Problems to work on
1. Answer these questions using the G.I. Joe: Retaliation article:
(a) What worldwide total did G.I. Joe: The Rise of Cobra reach?
(b) Which country was G.I. Joe: Retaliation's top international territory this weekend, and how much did it earn there?
(c) Who are credited for the G.I. Joe: Retaliation screenplay?
2. Extend the G.I. Joe: Retaliation article, picking up from its final line.

G.I. Joe: The Rise of Cobra went on to cume at $150.2 million in North America, plus an additional $152.3 million internationally for a worldwide total of $302.5 million. Unsurprisingly, considering that branded braindead 3D movies tend to perform remarkably well in numerous key international territories, G.I. Joe: Retaliation will easily surpass that figure. G.I. Joe: Retaliation‘s top international territory this weekend was Russia, with $11 million.
In North America, however, there’s no chance that Sam Raimi’s Oz the Great and Powerful – the year’s actual first (and really, so far only) domestic blockbuster – will fall behind G.I. Joe: Retaliation. Oz the Great and Powerful, which has thus far collected $198.37 million in North America, stars James Franco, Mila Kunis, Michelle Williams, and Rachel Weisz.
‘G.I. Joe: Retaliation’ cast: The hunk, the brawny, and the shirtless
Besides the hunky Channing Tatum, the brawny Dwayne Johnson, and the shirtless D.J. Cotrona – and Bruce Willis, whose other 2013 actioner, Another Day to Die Hard, limped along in North America, but has performed remarkably well internationally – G.I. Joe: Retaliation features Jonathan Pryce (Brazil), Adrianne Palicki, Luke Bracey, Elodie Yung, Joseph Mazzello, Byung-hun Lee, Ray Park, and Ray Stevenson.
Zombieland writers Rhett Reese and Paul Wernick are credited for the G.I. Joe: Retaliation screenplay, based on the life and times of a Hasbro toy. (Not the same one that inspired the Michael Bay / Shia LaBeouf movie franchise Transformers or Peter Berg’s Battleship, which is actually based not on a mere Hasbro toy, but on a Hasbro game.)
G.I. Joe: Retaliation photo featuring stud Channing Tatum, beefcake Dwayne Johnson, and shirtless D.J. Cotrona: Paramount Pictures.

Dataset excerpt
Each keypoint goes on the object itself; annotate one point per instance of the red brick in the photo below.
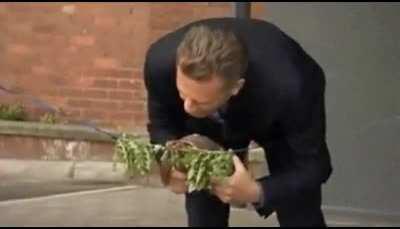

Results for the exercise
1.
(a) $302.5 million.
(b) Russia, with $11 million.
(c) Rhett Reese and Paul Wernick.

2.
March 30
The Host movie weekend box office: Early estimates indicate a disappointing debut (image: Saoirse Ronan)
No one was expecting The Host, Andrew Niccol’s film adaptation of Stephenie Meyer’s science-fiction novel, to reach the domestic box office heights of the first Twilight movie, also based on a Meyer novel. And let’s not even mention Gary Ross’ The Hunger Games, which, much like Twilight and The Host, was based on a bestselling novel for young adults featuring a determined heroine (Jennifer Lawrence) and the two men in her life (Liam Hemsworth and Josh Hutcherson). (Image: Saoirse Ronan The Host movie.)
In fact, The Host would have had a phenomenal opening were it to earn half of the $69.63 million (not adjusted for inflation) that Catherine Hardwicke’s Twilight brought in in its first three days out. A third of that amount would have been good. One fourth ($17.5m) would have been acceptable. (The Hunger Games, by the way, opened with $152.53 million.)
The Host likely to open below $15 million
Yet, if Friday box office estimates are any indication – $5.5 million according to studio figures found at Boxofficemojo.com – The Host will likely bring in around $13–$14 million from 3,202 North American locations this Easter weekend. If so, that would represent approximately $4,300 per theater. [Addendum: As per studio estimates found at Box Office Mojo, The Host grossed a mere $11 million this Easter weekend following a steep Saturday drop – bad word of mouth? If accurate, that makes The Host a downright box office flop, with a paltry per-theater average of $3,436.]
Although that’s not as poor a debut as that of Richard LaGravenese’s Warner Bros.-distributed Beautiful Creatures earlier this year – $7.6 million at 2,950 venues – an opening-weekend box office take below $15 million is still highly disappointing considering Stephenie Meyer’s attachment to the project (Meyer is also one of the film’s producers) and its Twilight connection, and the film’s reported $40 million budget (not including prints and advertising, or box-office-related contractual obligations).
Of course, it’s true that The Host‘s heroine and heroes – Saoirse Ronan, Max Irons, and Jack Abel – aren’t household names, but then again, neither were Kristen Stewart and Robert Pattinson (or Taylor Lautner, who has a supporting role in the first film) back in 2008. Saoirse Ronan, in fact, is bigger today than Kristen Stewart was four and a half years ago: Ronan received a Best Supporting Actress Academy Award nomination for Joe Wright’s Atonement in early ’08, and two years ago starred in the minor sleeper hit Hanna ($40.25 million domestic), opposite Eric Bana and Cate Blanchett.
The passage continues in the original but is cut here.